- EXERCISES:
1. Reproduce the stretch of the workplace suicide passage from "American Journal of" through "in these occupations.".
2. Pick up the text on workplace suicide after its last sentence and keep writing it.
=== TEXT PASSAGE ===
In the United States, slightly more than 1,700 people died by suicide in the workplace between 2003-10. (About 270,500 people died by suicide outside of the workplace during that same time period.) Workplace suicides are 15 times higher for men than for women and almost four times higher for workers aged 65 to 74 than for workers 16 to 24, found the study published in the 

American Journal of Preventive Medicine

.

Several occupations have consistently been identified to be at high risk for suicide: law enforcement officers, farmers, medical doctors and soldiers. The researchers noted that one hypothesis that may explain the increased suicide risk among specific occupations is the availability and access to lethal means, such as drugs for medical doctors and firearms for law enforcement officers. Workplace stressors and economic factors have also been found to be linked with suicide in these occupations.
=== DATASET ===
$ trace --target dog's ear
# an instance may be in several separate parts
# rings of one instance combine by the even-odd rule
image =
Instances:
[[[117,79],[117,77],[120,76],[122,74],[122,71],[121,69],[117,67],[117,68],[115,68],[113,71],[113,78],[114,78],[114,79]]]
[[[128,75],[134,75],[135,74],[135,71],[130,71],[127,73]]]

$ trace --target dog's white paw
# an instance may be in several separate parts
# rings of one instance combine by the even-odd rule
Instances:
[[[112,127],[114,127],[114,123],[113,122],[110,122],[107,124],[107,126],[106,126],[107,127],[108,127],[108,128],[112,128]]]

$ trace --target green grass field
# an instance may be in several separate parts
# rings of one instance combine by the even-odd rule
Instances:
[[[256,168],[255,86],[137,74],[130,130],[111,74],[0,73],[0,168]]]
===
- PER-TASK OUTPUTS:
1.
American Journal of Preventive Medicine

.

Several occupations have consistently been identified to be at high risk for suicide: law enforcement officers, farmers, medical doctors and soldiers. The researchers noted that one hypothesis that may explain the increased suicide risk among specific occupations is the availability and access to lethal means, such as drugs for medical doctors and firearms for law enforcement officers. Workplace stressors and economic factors have also been found to be linked with suicide in these occupations.

2.
“Occupation can largely define a person’s identity, and psychological risk factors for suicide, such as depression and stress, can be affected by the workplace,” commented lead investigator Hope Tiesman, epidemiologist in the safety research division of the National Institute for Occupational Safety and Health (NIOSH).  "Suicide is a multifactorial outcome and therefore multiple opportunities to intervene in an individual’s life — including the workplace — should be considered."

Managers should be trained in the detection of suicidal behaviour, especially among the high-risk occupations, said Tiesman. As well, all employees need to have a better understanding of suicide risk factors and how to address them.

Following protective services workers, among whom are firefighters and law enforcement, individuals working in farming, fishing and forestry occupations had the second highest suicide rate. Those in installation, maintenance and repair occupations also had high workplace suicide rates, while a subset of this category, workers specifically in automotive maintenance and repair occupations, had high workplace suicide rates, which researchers said is a relatively new finding. 

“This upward trend of suicides in the workplace underscores the need for additional research to understand occupation-specific risk factors and develop evidence-based programs that can be implemented in the workplace,” said Tiesman. 

Although a subject of major concern, suicide within the military was excluded from this analysis because the primary data sources used for the study did not include statistics on military personnel.